::: Document section :::
Fig. 3 is a plan view of the locator;

Fig. 4 is a side elevation of the locator;

Fig. 5 is a plan view of the sensor layout;

Fig. 5a is a block diagram of the locator.

Fig. 6 is a flowchart of the calibration process for the locator;

Fig. 7 is a flowchart of the process for finding a hidden fitting using the locator after the calibration process is completed.

BEST MODE FOR CARRYING OUT THE INVENTION

Referring to Figs. 1 to 4a hidden fitting locator (1) is shown. The locator (1) is configured to locate a fitting (25) of standard type which is fixed to a framework (not shown) behind a finished wall (26). Said fitting (25) includes two magnetic locator pins (27, 28), one magnetic locator pin (27,28) being retained in each of two fixing points (29,30) respectively.

The locator (1) includes a rigid case (40) with an ellipsoidal handle (41) and a locator base (42). The locator base (42) is a rectangular box (44) with a foot support (45) mounted on each corner. Each said foot support (45) includes a foot (46) configured to contact the wall when the locator (1) is in use. Each said foot (46) is made of a non- marking material and dimensioned to maintain the locator (1) parallel to, and spaced apart from, the surface of the wall (26) when in use.
::: Given entries :::
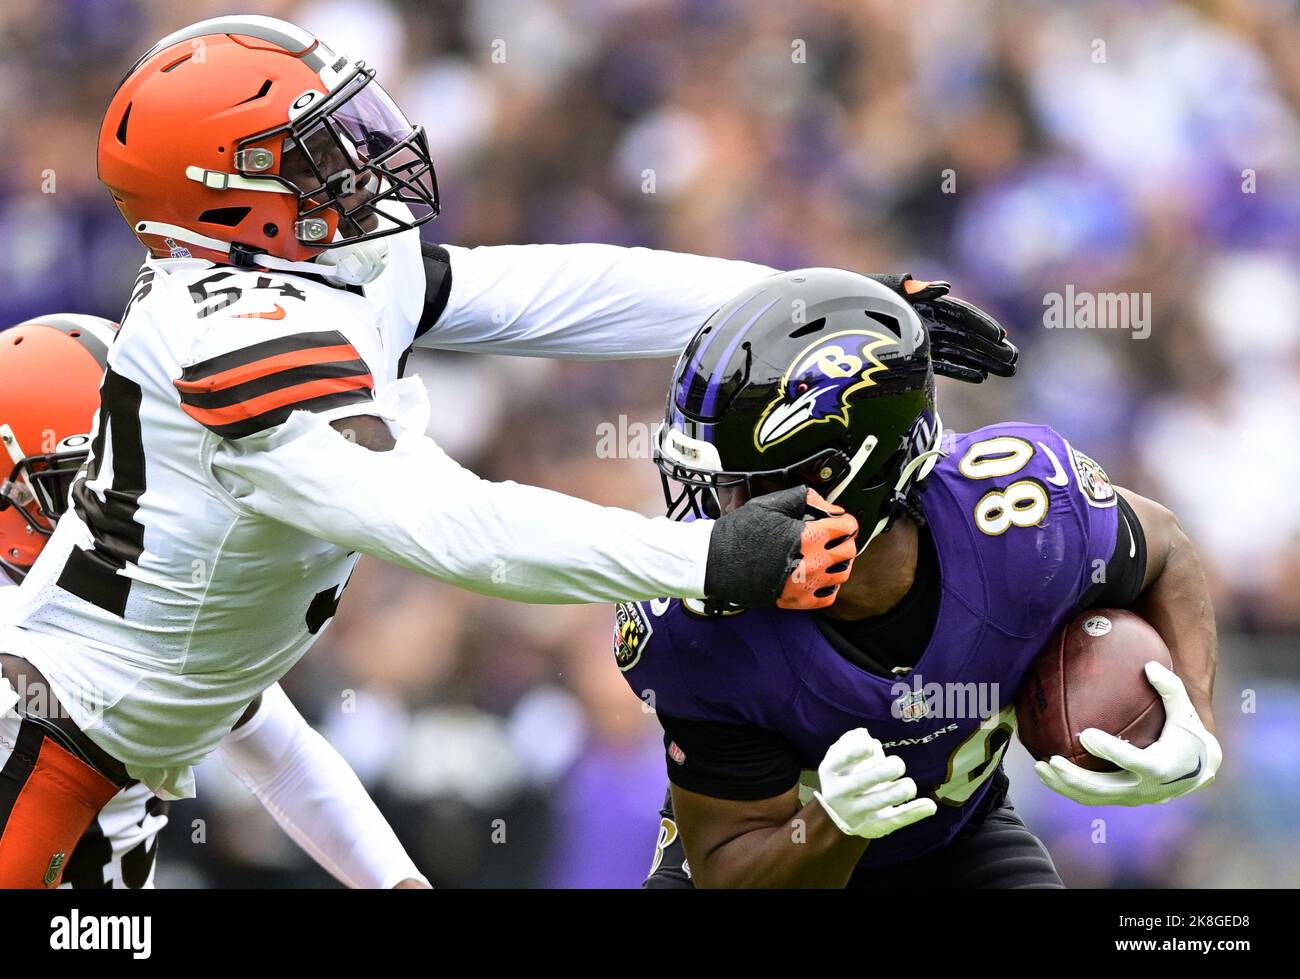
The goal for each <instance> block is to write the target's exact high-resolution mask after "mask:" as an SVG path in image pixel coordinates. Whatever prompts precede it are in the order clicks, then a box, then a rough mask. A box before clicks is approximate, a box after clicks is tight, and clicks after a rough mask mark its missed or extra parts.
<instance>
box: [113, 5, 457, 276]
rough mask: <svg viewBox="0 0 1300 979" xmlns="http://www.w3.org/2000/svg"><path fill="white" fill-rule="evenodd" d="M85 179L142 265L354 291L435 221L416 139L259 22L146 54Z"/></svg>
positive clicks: (393, 106)
mask: <svg viewBox="0 0 1300 979" xmlns="http://www.w3.org/2000/svg"><path fill="white" fill-rule="evenodd" d="M99 176H100V179H101V181H103V182H104V183H105V185H107V186H108V187H109V190H110V191H112V194H113V199H114V202H116V203H117V205H118V209H120V211H121V212H122V216H123V217H125V218H126V221H127V222H129V224H130V225H131V229H133V230H134V231H135V234H136V237H138V238H139V239H140V241H142V242H143V243H144V244H146V246H147V247H148V248H149V250H151V251H152V254H153V255H155V256H160V257H165V256H173V257H186V256H196V257H201V259H208V260H209V261H217V263H224V264H234V265H238V267H243V268H265V269H282V270H298V272H315V273H320V274H325V276H326V277H329V278H331V280H334V281H335V282H342V283H348V285H364V283H365V282H369V281H372V280H373V278H374V277H377V276H378V274H380V273H381V272H382V270H383V268H385V264H386V261H387V241H386V238H387V235H391V234H395V233H398V231H404V230H409V229H412V228H415V226H417V225H420V224H424V222H425V221H429V220H432V218H433V217H435V216H437V215H438V209H439V202H438V185H437V178H435V174H434V169H433V161H432V160H430V157H429V148H428V142H426V139H425V134H424V130H422V129H421V127H419V126H412V125H411V124H409V122H408V121H407V118H406V117H404V116H403V114H402V111H400V109H399V108H398V107H396V105H395V104H394V101H393V100H391V99H390V98H389V95H387V92H385V91H383V88H382V87H381V86H380V85H378V82H376V81H374V70H373V69H370V68H367V66H365V64H364V62H361V61H356V62H352V61H348V60H347V59H346V57H342V56H339V55H337V53H335V52H334V51H331V49H330V48H328V47H326V46H325V44H324V43H322V42H320V40H318V39H317V38H315V36H312V35H311V34H308V33H307V31H303V30H302V29H299V27H295V26H294V25H291V23H286V22H285V21H277V20H273V18H269V17H256V16H239V17H217V18H213V20H209V21H203V22H200V23H195V25H192V26H190V27H186V29H183V30H181V31H177V33H175V34H172V35H169V36H166V38H164V39H162V40H160V42H159V43H157V44H155V46H153V47H152V48H151V49H149V51H148V52H147V53H146V55H144V56H143V57H142V59H140V60H139V61H138V62H136V65H135V66H134V68H133V69H131V70H130V72H129V73H127V75H126V78H125V79H123V81H122V83H121V86H120V87H118V90H117V92H116V94H114V96H113V100H112V103H110V104H109V107H108V112H107V113H105V116H104V122H103V126H101V129H100V138H99Z"/></svg>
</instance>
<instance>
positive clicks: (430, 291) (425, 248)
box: [415, 242, 451, 337]
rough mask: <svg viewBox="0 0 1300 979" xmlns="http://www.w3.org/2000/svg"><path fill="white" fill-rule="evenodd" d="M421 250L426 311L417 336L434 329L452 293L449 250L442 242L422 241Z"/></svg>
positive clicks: (415, 331)
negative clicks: (448, 296)
mask: <svg viewBox="0 0 1300 979" xmlns="http://www.w3.org/2000/svg"><path fill="white" fill-rule="evenodd" d="M420 251H421V252H422V254H424V312H421V313H420V324H419V325H417V326H416V328H415V335H416V337H422V335H424V334H426V333H428V332H429V330H432V329H433V324H435V322H437V321H438V317H439V316H442V311H443V309H446V308H447V296H450V295H451V256H450V255H448V254H447V250H446V248H443V247H442V246H441V244H429V243H428V242H420Z"/></svg>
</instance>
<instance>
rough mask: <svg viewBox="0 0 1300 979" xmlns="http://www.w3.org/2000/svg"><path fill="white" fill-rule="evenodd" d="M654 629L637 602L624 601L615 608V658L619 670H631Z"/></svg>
mask: <svg viewBox="0 0 1300 979" xmlns="http://www.w3.org/2000/svg"><path fill="white" fill-rule="evenodd" d="M651 634H654V629H653V628H651V627H650V620H649V619H647V618H646V614H645V611H643V610H642V608H641V606H640V605H637V603H636V602H623V603H621V605H619V606H617V607H616V608H615V610H614V660H615V662H616V663H617V664H619V670H624V671H627V670H630V668H632V667H634V666H636V664H637V660H640V659H641V653H642V650H643V649H645V647H646V644H647V642H649V641H650V636H651Z"/></svg>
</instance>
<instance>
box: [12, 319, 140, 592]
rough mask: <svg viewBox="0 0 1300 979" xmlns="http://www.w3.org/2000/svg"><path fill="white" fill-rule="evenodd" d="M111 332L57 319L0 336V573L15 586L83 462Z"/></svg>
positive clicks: (48, 320) (33, 558) (108, 346)
mask: <svg viewBox="0 0 1300 979" xmlns="http://www.w3.org/2000/svg"><path fill="white" fill-rule="evenodd" d="M116 329H117V324H113V322H109V321H108V320H101V319H99V317H98V316H75V315H73V313H59V315H55V316H42V317H38V319H35V320H27V321H26V322H19V324H18V325H17V326H10V328H9V329H6V330H0V473H5V478H4V480H3V481H0V569H3V571H4V572H6V573H8V575H9V577H10V579H13V580H14V581H22V579H23V576H26V573H27V569H29V568H30V567H31V564H32V562H35V560H36V555H38V554H40V550H42V547H44V546H45V540H47V538H48V537H49V534H51V533H53V529H55V523H56V521H57V520H59V517H60V516H61V515H62V512H64V510H66V508H68V490H69V489H70V486H72V482H73V478H74V477H75V476H77V471H78V469H81V467H82V464H83V463H85V462H86V456H87V455H88V454H90V432H91V429H92V428H94V421H95V411H96V410H98V408H99V385H100V381H101V380H103V377H104V369H105V367H107V360H108V347H109V345H110V343H112V342H113V332H114V330H116Z"/></svg>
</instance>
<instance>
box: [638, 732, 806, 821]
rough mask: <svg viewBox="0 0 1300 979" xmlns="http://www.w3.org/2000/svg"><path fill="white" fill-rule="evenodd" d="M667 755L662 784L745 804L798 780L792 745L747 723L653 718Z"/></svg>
mask: <svg viewBox="0 0 1300 979" xmlns="http://www.w3.org/2000/svg"><path fill="white" fill-rule="evenodd" d="M659 723H660V724H662V725H663V731H664V735H663V745H664V749H666V750H667V755H668V780H669V781H671V783H672V784H673V785H680V787H681V788H684V789H688V790H690V792H698V793H699V794H701V796H711V797H714V798H725V800H735V801H737V802H750V801H755V800H761V798H772V797H774V796H780V794H781V793H783V792H787V790H789V788H790V787H793V785H796V784H797V783H798V780H800V772H801V771H802V767H803V766H802V764H801V763H800V757H798V753H797V751H796V750H794V746H793V745H792V744H790V742H789V741H787V740H785V738H784V737H781V736H780V735H777V733H775V732H772V731H766V729H763V728H759V727H754V725H753V724H732V723H725V722H719V720H686V719H685V718H673V716H669V715H666V714H659Z"/></svg>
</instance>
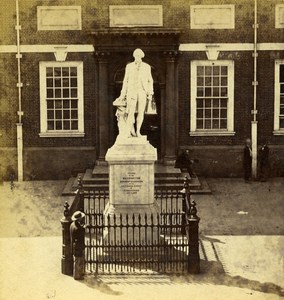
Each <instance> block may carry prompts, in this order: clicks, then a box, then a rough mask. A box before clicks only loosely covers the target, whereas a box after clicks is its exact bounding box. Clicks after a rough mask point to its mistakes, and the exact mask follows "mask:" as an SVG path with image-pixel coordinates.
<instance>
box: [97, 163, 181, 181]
mask: <svg viewBox="0 0 284 300" xmlns="http://www.w3.org/2000/svg"><path fill="white" fill-rule="evenodd" d="M154 168H155V174H159V177H168V176H172V177H180V176H181V175H182V173H181V172H180V169H176V168H174V167H173V166H164V165H159V164H155V165H154ZM108 173H109V170H108V166H103V165H97V166H95V167H94V169H93V170H92V177H96V178H105V177H108Z"/></svg>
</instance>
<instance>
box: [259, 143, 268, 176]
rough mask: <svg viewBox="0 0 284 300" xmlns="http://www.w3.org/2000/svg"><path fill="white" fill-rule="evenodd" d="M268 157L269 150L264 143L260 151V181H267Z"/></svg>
mask: <svg viewBox="0 0 284 300" xmlns="http://www.w3.org/2000/svg"><path fill="white" fill-rule="evenodd" d="M268 157H269V148H268V146H267V144H266V143H263V144H262V145H261V147H260V148H259V150H258V163H259V180H260V181H266V179H267V176H268V167H269V164H268Z"/></svg>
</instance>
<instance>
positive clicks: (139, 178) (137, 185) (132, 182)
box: [120, 172, 144, 195]
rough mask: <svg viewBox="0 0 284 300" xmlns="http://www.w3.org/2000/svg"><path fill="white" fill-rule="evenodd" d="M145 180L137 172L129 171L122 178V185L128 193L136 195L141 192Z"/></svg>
mask: <svg viewBox="0 0 284 300" xmlns="http://www.w3.org/2000/svg"><path fill="white" fill-rule="evenodd" d="M143 182H144V181H143V180H142V179H141V176H139V175H138V174H137V173H136V172H127V173H126V174H125V176H123V177H122V179H121V180H120V187H121V190H122V192H124V193H125V194H126V195H136V194H137V193H139V192H140V190H141V187H142V185H143Z"/></svg>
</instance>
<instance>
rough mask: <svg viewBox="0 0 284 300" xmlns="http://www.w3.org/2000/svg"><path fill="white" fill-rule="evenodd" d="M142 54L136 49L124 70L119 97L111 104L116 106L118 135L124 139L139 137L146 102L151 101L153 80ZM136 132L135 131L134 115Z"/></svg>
mask: <svg viewBox="0 0 284 300" xmlns="http://www.w3.org/2000/svg"><path fill="white" fill-rule="evenodd" d="M144 56H145V55H144V52H143V51H142V50H141V49H136V50H134V52H133V57H134V61H133V62H131V63H129V64H128V65H127V66H126V68H125V75H124V79H123V84H122V89H121V92H120V96H119V97H118V98H117V99H116V100H115V101H114V102H113V105H115V106H117V107H118V108H117V111H116V116H117V120H118V128H119V135H120V136H124V137H141V133H140V130H141V126H142V123H143V120H144V113H145V108H146V104H147V101H150V102H151V101H152V99H153V94H154V91H153V78H152V74H151V67H150V65H148V64H146V63H144V62H143V61H142V58H143V57H144ZM136 112H137V117H136V130H135V113H136Z"/></svg>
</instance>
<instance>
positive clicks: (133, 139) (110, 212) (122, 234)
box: [105, 136, 158, 242]
mask: <svg viewBox="0 0 284 300" xmlns="http://www.w3.org/2000/svg"><path fill="white" fill-rule="evenodd" d="M156 160H157V150H156V149H155V148H154V147H153V146H152V145H150V143H149V142H148V141H147V138H146V136H142V137H139V138H138V137H133V138H120V137H118V138H117V140H116V142H115V144H114V145H113V146H112V147H111V148H110V149H109V150H108V151H107V154H106V161H107V162H108V164H109V204H108V205H107V207H106V208H105V217H106V221H107V222H106V224H110V225H112V224H116V225H117V226H118V227H119V226H120V224H121V222H122V223H123V224H126V222H127V223H128V225H132V224H133V216H134V219H135V223H136V224H137V225H138V223H137V222H139V214H140V216H141V223H142V224H143V223H144V217H145V215H147V219H148V222H150V219H151V214H152V215H153V217H154V222H155V219H156V216H157V213H158V207H157V204H156V202H155V198H154V163H155V161H156ZM114 214H115V216H116V218H115V220H114V218H113V216H114ZM120 214H121V215H122V218H120V217H119V216H120ZM126 215H128V220H126ZM147 230H148V229H147ZM149 230H150V228H149ZM151 234H152V233H151ZM154 235H155V237H154V239H155V240H157V239H158V235H157V234H156V233H154ZM116 236H117V235H116ZM147 236H150V231H149V232H147V233H146V232H144V233H143V234H142V236H141V234H140V239H141V240H143V239H147ZM118 238H119V239H121V238H122V240H125V241H126V239H127V240H128V242H129V241H130V242H135V239H136V238H138V237H137V236H136V234H132V233H130V232H129V234H127V236H126V235H125V234H124V233H122V236H118V237H114V235H113V234H112V227H111V228H110V227H109V232H105V239H106V240H109V241H114V240H116V241H117V239H118ZM129 239H130V240H129Z"/></svg>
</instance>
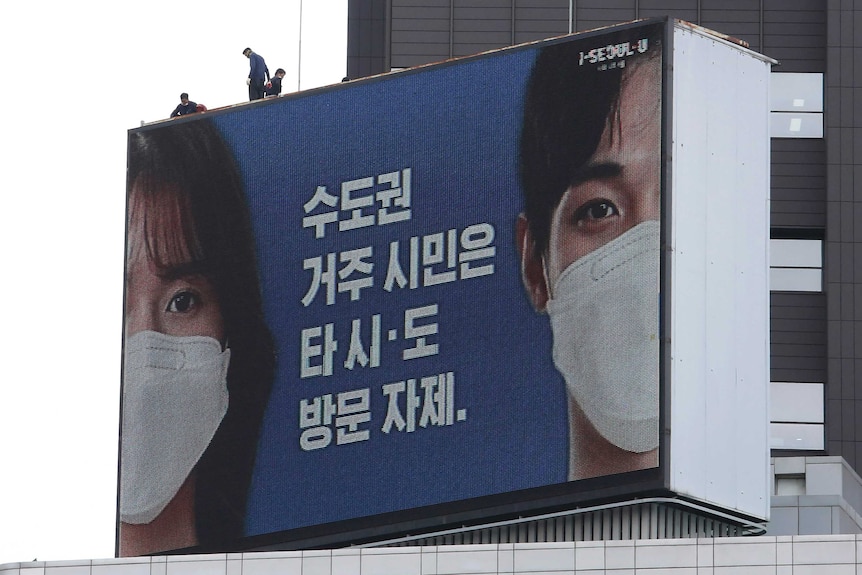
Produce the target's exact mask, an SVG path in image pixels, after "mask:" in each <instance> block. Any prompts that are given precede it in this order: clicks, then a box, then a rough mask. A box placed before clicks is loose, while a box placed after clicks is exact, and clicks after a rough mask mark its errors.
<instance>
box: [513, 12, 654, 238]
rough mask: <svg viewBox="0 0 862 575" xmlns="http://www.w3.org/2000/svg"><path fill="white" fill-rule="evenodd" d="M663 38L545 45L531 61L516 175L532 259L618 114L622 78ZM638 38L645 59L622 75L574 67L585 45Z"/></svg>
mask: <svg viewBox="0 0 862 575" xmlns="http://www.w3.org/2000/svg"><path fill="white" fill-rule="evenodd" d="M662 30H663V26H662V25H654V26H648V27H636V28H629V29H625V30H621V31H619V32H616V33H614V34H612V35H603V36H600V37H595V40H594V42H593V43H592V44H590V43H589V40H588V39H585V40H582V41H578V42H562V43H557V44H552V45H550V46H547V47H545V48H542V49H541V51H540V52H539V55H538V56H537V57H536V62H535V64H533V70H532V72H531V74H530V79H529V80H528V83H527V92H526V96H525V101H524V122H523V126H522V130H521V151H520V172H521V188H522V192H523V194H524V214H525V215H526V217H527V221H528V222H529V225H530V232H531V234H532V236H533V240H534V243H535V249H536V254H537V255H540V254H542V253H544V252H545V251H546V250H547V249H548V241H549V236H550V226H551V214H552V213H553V211H554V209H556V207H557V205H558V204H559V203H560V199H561V198H562V197H563V194H564V193H565V192H566V190H567V189H568V188H569V186H570V185H572V184H573V183H574V182H575V181H576V180H577V179H578V175H579V173H580V172H581V170H582V169H583V168H584V166H585V165H586V163H587V162H588V161H589V159H590V158H591V157H592V155H593V154H594V153H595V151H596V148H597V147H598V145H599V142H600V140H601V137H602V133H603V132H604V129H605V126H606V124H607V122H608V119H609V118H613V116H614V115H615V113H616V112H617V111H618V110H619V105H620V102H619V97H620V90H621V85H622V84H621V82H622V78H623V75H624V74H625V71H626V70H627V69H629V68H628V67H629V66H633V65H634V66H636V65H638V64H639V62H640V61H641V60H644V59H647V58H654V57H658V56H659V55H660V54H661V32H662ZM642 38H646V39H647V46H648V50H647V52H646V53H644V54H635V55H634V56H632V57H630V58H627V59H625V60H626V67H622V68H621V67H614V68H610V67H608V68H606V69H604V70H600V69H599V66H598V65H597V64H591V63H589V62H582V61H581V50H582V49H583V48H584V46H585V44H589V47H590V48H592V47H598V46H599V45H601V46H606V45H617V44H620V43H623V42H629V44H630V45H631V46H636V45H637V42H638V40H640V39H642ZM621 60H622V59H619V60H615V61H614V62H615V64H619V61H621ZM635 104H636V103H635Z"/></svg>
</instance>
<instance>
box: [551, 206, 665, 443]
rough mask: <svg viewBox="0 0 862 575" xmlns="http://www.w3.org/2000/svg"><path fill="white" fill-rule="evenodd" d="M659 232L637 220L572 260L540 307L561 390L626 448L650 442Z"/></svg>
mask: <svg viewBox="0 0 862 575" xmlns="http://www.w3.org/2000/svg"><path fill="white" fill-rule="evenodd" d="M660 230H661V226H660V224H659V222H657V221H646V222H642V223H640V224H638V225H637V226H635V227H633V228H632V229H630V230H628V231H627V232H625V233H624V234H622V235H621V236H619V237H617V238H615V239H614V240H612V241H610V242H608V243H607V244H605V245H603V246H601V247H600V248H598V249H596V250H594V251H593V252H591V253H589V254H587V255H585V256H583V257H582V258H580V259H579V260H577V261H575V262H573V263H572V264H571V265H569V267H567V268H566V269H565V270H564V271H563V273H562V274H560V277H559V279H558V280H557V283H556V285H555V286H554V289H553V298H552V299H551V300H549V301H548V305H547V310H548V315H549V316H550V318H551V330H552V332H553V336H554V364H555V365H556V366H557V369H558V370H559V371H560V373H561V374H562V375H563V377H564V378H565V380H566V386H567V388H568V390H569V394H570V395H571V396H572V397H573V398H574V400H575V401H577V403H578V405H579V406H580V407H581V410H583V412H584V414H585V415H586V417H587V419H588V420H589V421H590V423H591V424H592V425H593V427H595V429H596V430H597V431H598V432H599V433H600V434H601V435H602V437H604V438H605V439H607V440H608V441H609V442H611V443H612V444H614V445H616V446H617V447H619V448H621V449H624V450H626V451H631V452H634V453H643V452H646V451H650V450H652V449H655V448H656V447H658V438H659V430H658V411H659V406H658V355H659V338H658V323H659V315H658V314H659V309H658V308H659V267H660V264H659V242H660V233H661V232H660Z"/></svg>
:::
**Exercise brief**
According to the hidden fitting locator description, what material is each foot of the locator made of?

**Output of the task**
Each foot is made of a non-marking material.